Rows from a collection:

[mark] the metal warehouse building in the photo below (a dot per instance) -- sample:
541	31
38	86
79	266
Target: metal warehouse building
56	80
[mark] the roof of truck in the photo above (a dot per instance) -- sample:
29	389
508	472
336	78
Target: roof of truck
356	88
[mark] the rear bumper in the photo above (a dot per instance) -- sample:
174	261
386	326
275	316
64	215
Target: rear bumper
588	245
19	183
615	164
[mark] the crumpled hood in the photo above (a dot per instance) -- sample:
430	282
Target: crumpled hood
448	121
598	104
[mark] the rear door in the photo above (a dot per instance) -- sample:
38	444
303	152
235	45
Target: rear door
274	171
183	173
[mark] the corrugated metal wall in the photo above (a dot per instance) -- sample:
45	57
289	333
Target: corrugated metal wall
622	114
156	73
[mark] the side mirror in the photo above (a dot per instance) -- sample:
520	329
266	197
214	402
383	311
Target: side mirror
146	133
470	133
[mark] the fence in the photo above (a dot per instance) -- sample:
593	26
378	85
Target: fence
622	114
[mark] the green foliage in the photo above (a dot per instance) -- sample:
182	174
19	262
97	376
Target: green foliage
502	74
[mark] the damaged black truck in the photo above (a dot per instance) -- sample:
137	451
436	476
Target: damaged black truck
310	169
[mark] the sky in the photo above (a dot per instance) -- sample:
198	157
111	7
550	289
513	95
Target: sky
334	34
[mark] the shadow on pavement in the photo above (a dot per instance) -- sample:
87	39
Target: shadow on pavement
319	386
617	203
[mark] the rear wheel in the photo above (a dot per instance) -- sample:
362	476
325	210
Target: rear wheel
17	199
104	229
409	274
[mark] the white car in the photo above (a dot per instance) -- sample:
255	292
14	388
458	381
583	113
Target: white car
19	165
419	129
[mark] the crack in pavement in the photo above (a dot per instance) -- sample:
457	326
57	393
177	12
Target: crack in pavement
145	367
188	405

▶ _WHAT YOU ARE ASKED TO DO_: Render the lines from the line containing "[mark] the rear wheel" through the end of the rows, both included, as a Markdown table with the columns No. and Line. Number each line and omit blank lines.

▶ _ANSWER TO THIS PROBLEM_:
| No. | Line |
|---|---|
| 1 | [mark] the rear wheel in the photo above (a dot per instance) -- sample: |
| 2 | 362	476 |
| 3 | 325	210 |
| 4 | Target: rear wheel |
| 5 | 17	199 |
| 6 | 104	229 |
| 7 | 409	274 |
| 8 | [mark] the white car in the photo above (a dot per instance) -- sample: |
| 9 | 255	292 |
| 10 | 14	388 |
| 11 | 458	381 |
| 12 | 583	113 |
| 13 | Target: white car |
| 14 | 19	165 |
| 15 | 419	129 |
| 16 | [mark] the crack in pavement in the photo above (a dot per instance) -- sample: |
| 17 | 457	326 |
| 18 | 57	393 |
| 19 | 177	12 |
| 20 | Target: crack in pavement |
| 21 | 145	367 |
| 22 | 188	405 |